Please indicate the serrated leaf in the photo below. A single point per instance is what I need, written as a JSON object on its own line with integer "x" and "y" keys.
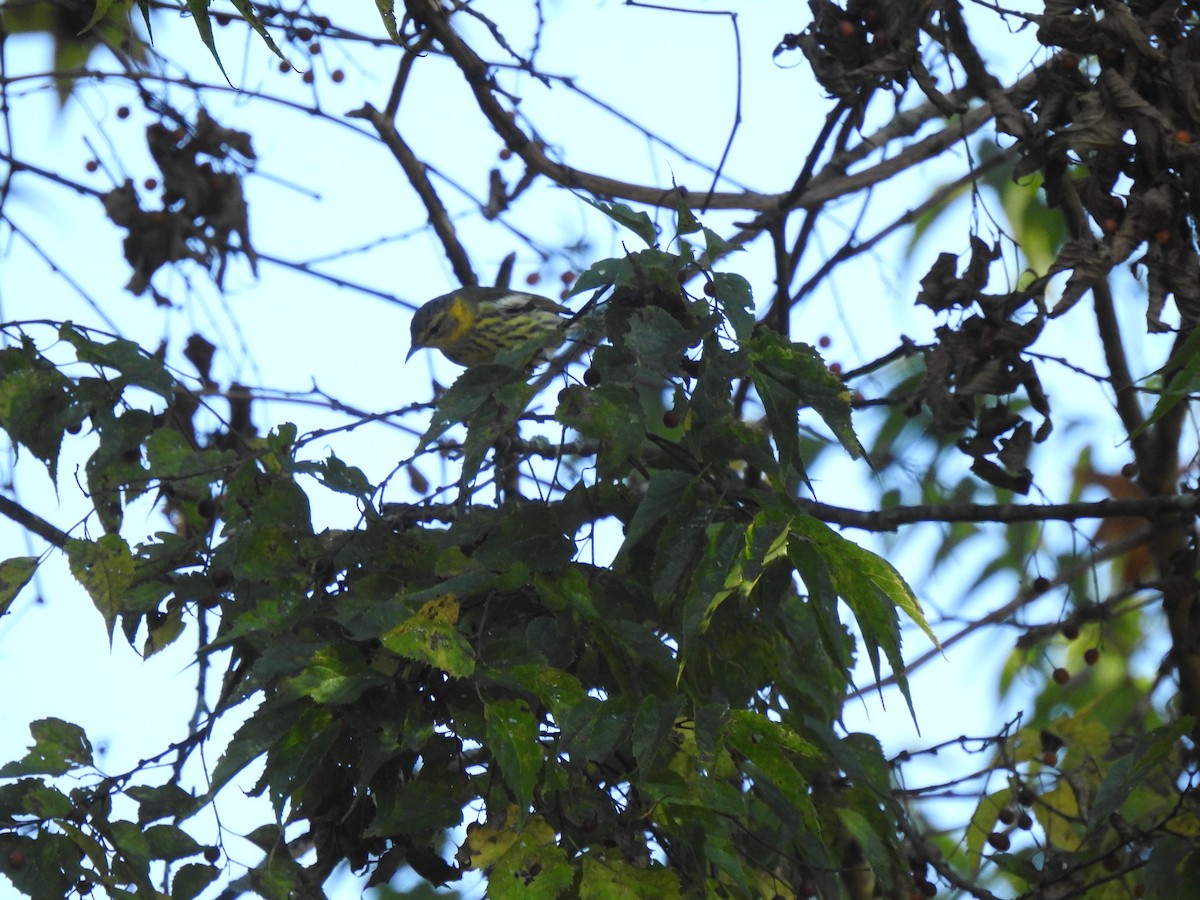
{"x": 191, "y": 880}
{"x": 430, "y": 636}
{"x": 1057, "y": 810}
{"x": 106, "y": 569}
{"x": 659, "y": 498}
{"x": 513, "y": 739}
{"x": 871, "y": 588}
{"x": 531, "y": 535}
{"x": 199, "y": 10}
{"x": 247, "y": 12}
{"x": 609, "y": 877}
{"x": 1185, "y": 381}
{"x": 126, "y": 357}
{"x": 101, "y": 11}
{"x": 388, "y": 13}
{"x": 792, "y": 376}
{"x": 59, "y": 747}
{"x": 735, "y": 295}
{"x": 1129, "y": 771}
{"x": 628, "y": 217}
※
Reprint the listing above verbatim but drop the images.

Please indicate the serrated leaf in the photo below. A single point per instance is what I need, written as a JSON object on its own line with integer "x" and "y" keys.
{"x": 191, "y": 880}
{"x": 430, "y": 636}
{"x": 1057, "y": 810}
{"x": 106, "y": 569}
{"x": 659, "y": 498}
{"x": 513, "y": 739}
{"x": 871, "y": 588}
{"x": 531, "y": 535}
{"x": 199, "y": 10}
{"x": 247, "y": 12}
{"x": 609, "y": 877}
{"x": 1185, "y": 381}
{"x": 126, "y": 357}
{"x": 101, "y": 11}
{"x": 388, "y": 13}
{"x": 792, "y": 376}
{"x": 59, "y": 747}
{"x": 735, "y": 295}
{"x": 1129, "y": 771}
{"x": 628, "y": 217}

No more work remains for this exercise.